Reproduce the passage on the drug industry between "The result is" and "drugmakers. And repeat.", inclusive, swapping every "drugmakers" for "pharmaceutical firms".

§ Supplied text
::::::::

The result is a withering and encyclopedic indictment of a drug industry that often seems to prioritize profits over patients. Over 550 densely packed pages, Posner tells a tireless and occasionally tiring tale that reads like a pharmaceutical version of cops and robbers. There are chapters on the discovery and popularization of drugs for anxiety, for menopause, for pain management — each following a similar narrative arc. First, the author exposes how drug companies pushed medical, ethical and legal boundaries, often causing more public harm than health benefit. Then he describes lawmakers and regulators scrambling to catch up and rein in the drugmakers. And repeat.

One of the most telling episodes involves antibiotics. The mass production of penicillin during World War II helped pharmaceutical companies throw off their reputations as addictive drug pushers and rebrand themselves as producers of innovative, lifesaving products. The drugmakers also reaped massive profits from penicillin. And they were eager to earn even more, “Pharma” explains, by patenting broad-spectrum antibiotics that might be used for all kinds of health conditions. It was a retro strategy, harking back to the cure-all claims the companies had made decades earlier to promote narcotics like morphine. And it worked.

Posner recounts how many doctors came to view super antibiotics as their drugs of choice — not only for proven uses like treating bacterial infections, but “even prophylactically at the first signs of a fever, earache, scratchy throat or runny nose.” One researcher, he writes, “estimated that overenthusiasm about the new drugs meant they were prescribed unnecessarily more than 90 percent of the time.” That overeagerness drowned out troubling reports of allergic reactions to the drugs, fungal infections and the risks of antibiotic resistance. But the Food and Drug Administration, established in 1906 to oversee product safety, did not intervene, Posner notes, because its commissioner at the time did not want to be seen as an obstacle to lifesaving medications.

By 1950, pharmaceuticals had became the most profitable industry in the United States. But the mass adoption of antibiotic “wonder drugs” had opened a schism. Industry veterans, including the chief executive of Merck, insisted that medicines should be developed for people first, not for profit. Upstarts like John McKeen, the chairman of Pfizer, Posner writes, took the opposite view, arguing that it was not worth investing in drugs that would not generate substantial revenue.

In 1951, McKeen decided to use the launch of Terramycin, the company’s new broad-spectrum antibiotic, to develop a playbook for creating a blockbuster drug. For that he turned to Arthur M. Sackler, a hard-charging advertising executive who had trained as a doctor — and who decades later would become known as one of the three brothers behind Purdue Pharma, the developer of OxyContin, the painkiller at the center of the current opioid abuse epidemic.

::::::::

§ Raw data
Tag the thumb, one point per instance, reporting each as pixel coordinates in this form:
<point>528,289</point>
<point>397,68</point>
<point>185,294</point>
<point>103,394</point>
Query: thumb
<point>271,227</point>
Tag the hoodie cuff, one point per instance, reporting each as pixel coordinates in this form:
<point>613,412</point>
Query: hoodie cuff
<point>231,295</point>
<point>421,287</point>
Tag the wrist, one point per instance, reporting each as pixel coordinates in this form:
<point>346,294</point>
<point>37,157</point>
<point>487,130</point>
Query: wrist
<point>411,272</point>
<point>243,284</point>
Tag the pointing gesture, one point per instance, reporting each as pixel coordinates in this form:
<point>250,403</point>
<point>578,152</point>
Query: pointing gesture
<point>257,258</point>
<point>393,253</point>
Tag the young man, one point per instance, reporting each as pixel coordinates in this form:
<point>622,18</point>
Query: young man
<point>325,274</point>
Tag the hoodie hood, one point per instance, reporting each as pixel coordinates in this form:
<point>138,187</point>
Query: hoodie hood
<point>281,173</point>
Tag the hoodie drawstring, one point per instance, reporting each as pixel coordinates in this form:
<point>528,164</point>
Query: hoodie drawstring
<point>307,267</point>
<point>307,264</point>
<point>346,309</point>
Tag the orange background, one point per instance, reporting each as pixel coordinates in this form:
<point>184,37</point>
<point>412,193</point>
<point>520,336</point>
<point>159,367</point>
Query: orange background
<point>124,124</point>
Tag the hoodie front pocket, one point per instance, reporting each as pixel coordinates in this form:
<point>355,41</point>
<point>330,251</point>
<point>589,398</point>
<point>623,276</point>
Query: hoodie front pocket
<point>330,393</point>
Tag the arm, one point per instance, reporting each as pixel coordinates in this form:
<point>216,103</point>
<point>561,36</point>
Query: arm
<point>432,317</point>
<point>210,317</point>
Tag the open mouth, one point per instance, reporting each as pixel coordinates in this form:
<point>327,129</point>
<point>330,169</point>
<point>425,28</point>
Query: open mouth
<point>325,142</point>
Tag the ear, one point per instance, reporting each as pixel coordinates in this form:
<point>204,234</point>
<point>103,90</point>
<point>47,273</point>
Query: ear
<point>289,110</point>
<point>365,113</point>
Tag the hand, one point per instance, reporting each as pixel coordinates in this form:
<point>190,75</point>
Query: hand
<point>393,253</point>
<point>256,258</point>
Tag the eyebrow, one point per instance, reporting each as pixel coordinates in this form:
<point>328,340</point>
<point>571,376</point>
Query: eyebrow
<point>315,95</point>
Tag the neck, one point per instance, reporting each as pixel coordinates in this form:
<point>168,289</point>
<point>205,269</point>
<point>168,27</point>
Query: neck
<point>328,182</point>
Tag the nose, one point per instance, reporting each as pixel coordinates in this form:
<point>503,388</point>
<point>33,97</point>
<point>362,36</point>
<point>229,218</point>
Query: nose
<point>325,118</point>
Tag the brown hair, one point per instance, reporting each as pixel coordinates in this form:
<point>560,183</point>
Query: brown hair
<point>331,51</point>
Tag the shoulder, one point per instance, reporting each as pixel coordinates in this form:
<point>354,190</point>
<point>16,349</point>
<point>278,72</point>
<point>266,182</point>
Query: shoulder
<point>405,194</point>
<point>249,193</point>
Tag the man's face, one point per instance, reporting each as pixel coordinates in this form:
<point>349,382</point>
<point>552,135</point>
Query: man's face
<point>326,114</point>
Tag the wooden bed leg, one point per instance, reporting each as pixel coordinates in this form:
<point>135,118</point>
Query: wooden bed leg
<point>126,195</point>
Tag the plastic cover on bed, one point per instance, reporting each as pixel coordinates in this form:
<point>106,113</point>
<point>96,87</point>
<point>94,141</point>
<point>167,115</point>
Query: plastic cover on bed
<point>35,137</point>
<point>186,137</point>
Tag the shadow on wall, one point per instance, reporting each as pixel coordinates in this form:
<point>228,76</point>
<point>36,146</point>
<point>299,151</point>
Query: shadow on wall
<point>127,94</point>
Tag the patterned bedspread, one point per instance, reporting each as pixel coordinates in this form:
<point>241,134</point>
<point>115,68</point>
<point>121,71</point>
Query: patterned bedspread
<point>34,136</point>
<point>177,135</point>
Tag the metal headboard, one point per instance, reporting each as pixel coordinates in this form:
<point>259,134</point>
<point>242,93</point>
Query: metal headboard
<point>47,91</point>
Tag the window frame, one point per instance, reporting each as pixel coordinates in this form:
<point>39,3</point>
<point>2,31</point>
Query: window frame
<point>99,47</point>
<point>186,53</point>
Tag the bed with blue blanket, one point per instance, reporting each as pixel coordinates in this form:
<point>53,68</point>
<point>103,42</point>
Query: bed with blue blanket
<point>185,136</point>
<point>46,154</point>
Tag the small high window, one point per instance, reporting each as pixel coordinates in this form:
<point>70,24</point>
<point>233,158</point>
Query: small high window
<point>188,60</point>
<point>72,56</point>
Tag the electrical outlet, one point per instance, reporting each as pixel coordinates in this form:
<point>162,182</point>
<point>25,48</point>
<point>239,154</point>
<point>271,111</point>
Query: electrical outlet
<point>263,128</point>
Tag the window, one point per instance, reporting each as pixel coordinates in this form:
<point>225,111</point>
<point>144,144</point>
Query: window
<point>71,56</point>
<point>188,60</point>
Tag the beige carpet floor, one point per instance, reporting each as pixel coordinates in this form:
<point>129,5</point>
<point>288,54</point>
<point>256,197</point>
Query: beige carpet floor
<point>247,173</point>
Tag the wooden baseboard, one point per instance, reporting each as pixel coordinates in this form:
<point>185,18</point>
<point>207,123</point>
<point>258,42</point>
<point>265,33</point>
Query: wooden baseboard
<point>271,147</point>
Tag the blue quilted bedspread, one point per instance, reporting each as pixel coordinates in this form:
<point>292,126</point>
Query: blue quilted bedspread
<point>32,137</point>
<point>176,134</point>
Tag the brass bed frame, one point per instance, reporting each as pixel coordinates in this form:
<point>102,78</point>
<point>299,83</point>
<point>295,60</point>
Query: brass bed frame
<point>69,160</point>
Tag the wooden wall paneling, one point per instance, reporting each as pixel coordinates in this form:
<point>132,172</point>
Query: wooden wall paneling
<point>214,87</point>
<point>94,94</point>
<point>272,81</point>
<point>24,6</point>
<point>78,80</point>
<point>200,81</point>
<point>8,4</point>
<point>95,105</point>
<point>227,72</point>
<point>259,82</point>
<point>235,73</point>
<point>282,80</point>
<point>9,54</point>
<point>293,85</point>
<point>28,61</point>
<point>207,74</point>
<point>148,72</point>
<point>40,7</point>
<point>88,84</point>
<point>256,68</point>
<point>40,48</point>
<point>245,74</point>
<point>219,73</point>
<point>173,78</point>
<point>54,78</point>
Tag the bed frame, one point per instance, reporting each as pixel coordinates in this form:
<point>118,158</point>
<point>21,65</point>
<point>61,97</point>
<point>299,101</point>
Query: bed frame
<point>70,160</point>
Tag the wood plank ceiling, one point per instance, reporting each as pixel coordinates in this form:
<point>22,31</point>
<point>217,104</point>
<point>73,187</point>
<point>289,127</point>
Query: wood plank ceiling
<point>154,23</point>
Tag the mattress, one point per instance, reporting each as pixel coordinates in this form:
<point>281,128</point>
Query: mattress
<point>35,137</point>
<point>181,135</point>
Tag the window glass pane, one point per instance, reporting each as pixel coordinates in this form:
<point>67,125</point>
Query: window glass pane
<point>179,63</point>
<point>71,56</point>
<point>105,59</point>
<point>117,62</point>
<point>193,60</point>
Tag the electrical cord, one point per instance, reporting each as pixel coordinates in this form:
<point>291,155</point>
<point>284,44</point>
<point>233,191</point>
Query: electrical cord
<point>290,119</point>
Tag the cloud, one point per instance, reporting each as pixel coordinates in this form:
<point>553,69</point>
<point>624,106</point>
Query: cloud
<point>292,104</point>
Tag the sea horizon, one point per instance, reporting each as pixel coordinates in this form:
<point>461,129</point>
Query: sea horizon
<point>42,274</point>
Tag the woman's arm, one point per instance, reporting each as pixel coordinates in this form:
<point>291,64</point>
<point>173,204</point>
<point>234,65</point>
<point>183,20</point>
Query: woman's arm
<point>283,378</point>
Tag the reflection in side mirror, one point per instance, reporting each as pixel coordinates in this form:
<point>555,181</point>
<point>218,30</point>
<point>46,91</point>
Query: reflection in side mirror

::::::::

§ Result
The result is a withering and encyclopedic indictment of a drug industry that often seems to prioritize profits over patients. Over 550 densely packed pages, Posner tells a tireless and occasionally tiring tale that reads like a pharmaceutical version of cops and robbers. There are chapters on the discovery and popularization of drugs for anxiety, for menopause, for pain management — each following a similar narrative arc. First, the author exposes how drug companies pushed medical, ethical and legal boundaries, often causing more public harm than health benefit. Then he describes lawmakers and regulators scrambling to catch up and rein in the pharmaceutical firms. And repeat.